WHAT YOU HAVE TO DO:
Locate every line in the records below that contains the word "house", and copy each of those lines.

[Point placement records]
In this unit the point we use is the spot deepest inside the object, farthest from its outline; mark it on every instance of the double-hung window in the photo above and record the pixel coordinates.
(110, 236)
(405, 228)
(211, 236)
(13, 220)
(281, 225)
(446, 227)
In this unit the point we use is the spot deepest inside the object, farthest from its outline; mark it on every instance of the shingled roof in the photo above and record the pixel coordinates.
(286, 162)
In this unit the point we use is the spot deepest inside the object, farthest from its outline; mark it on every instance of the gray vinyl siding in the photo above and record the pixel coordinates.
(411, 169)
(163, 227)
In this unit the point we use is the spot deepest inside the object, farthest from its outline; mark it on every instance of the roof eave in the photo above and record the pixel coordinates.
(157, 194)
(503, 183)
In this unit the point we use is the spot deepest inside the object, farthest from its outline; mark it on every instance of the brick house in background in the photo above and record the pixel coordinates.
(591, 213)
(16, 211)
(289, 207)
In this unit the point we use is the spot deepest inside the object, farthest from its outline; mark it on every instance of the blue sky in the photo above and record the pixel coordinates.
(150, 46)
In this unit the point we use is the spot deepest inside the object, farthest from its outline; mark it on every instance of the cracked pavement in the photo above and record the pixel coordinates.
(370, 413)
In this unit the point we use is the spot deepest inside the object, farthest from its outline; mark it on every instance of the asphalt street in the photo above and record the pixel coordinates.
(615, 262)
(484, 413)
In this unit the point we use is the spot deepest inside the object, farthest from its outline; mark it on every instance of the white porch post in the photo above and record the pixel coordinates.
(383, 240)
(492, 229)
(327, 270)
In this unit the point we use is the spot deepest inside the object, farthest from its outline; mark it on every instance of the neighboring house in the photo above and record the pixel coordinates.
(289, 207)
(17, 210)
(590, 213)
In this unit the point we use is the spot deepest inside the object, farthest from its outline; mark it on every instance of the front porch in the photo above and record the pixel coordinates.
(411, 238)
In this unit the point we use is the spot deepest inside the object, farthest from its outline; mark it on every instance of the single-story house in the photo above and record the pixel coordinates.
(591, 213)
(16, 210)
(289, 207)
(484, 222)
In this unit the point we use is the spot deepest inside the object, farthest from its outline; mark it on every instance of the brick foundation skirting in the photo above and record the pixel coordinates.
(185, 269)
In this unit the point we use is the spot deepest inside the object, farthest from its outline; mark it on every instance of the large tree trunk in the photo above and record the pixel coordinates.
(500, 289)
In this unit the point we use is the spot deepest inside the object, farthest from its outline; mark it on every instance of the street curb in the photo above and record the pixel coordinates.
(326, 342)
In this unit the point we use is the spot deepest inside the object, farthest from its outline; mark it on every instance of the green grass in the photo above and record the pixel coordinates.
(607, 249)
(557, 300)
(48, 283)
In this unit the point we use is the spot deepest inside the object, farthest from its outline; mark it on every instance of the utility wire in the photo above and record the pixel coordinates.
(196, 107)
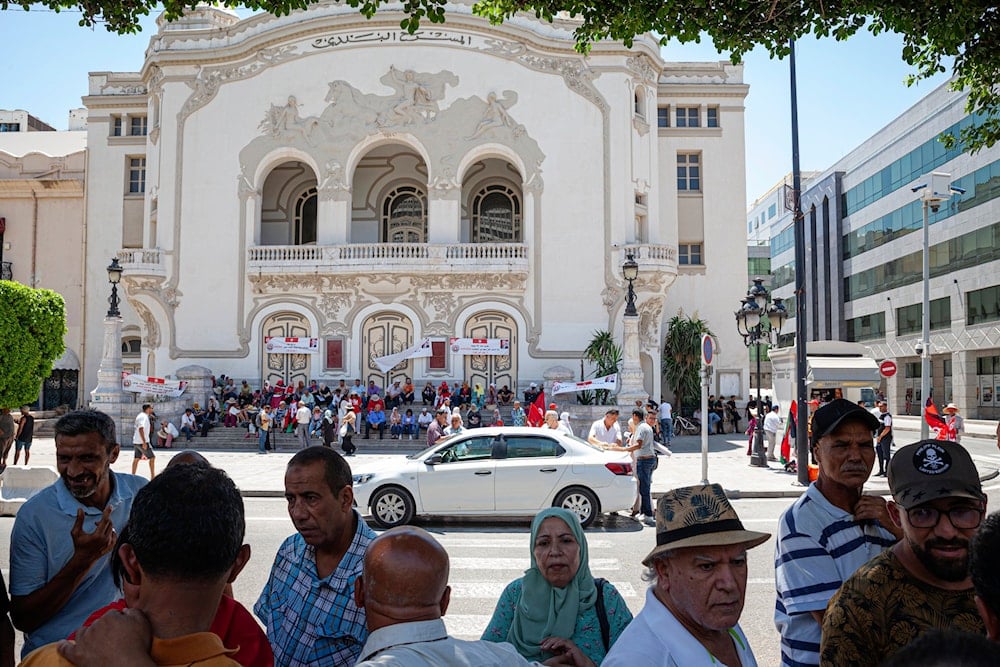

FULL ANSWER:
In this unit the point we use is the spot deepest inside the object, farthest from its outline; mark it on every instance of the brick house in background in the photo above and record the pixel coordinates.
In this unit the point we use is the spot deepest inside the object, farthest from its outline; mark it on every instance of the neighboring house in the photo above and record the pixel coordinates.
In this unit the point we use is the spot deepest inside the object, farthest from its outline; mark it on every instance of the single-story house in the photo above and record the pixel coordinates.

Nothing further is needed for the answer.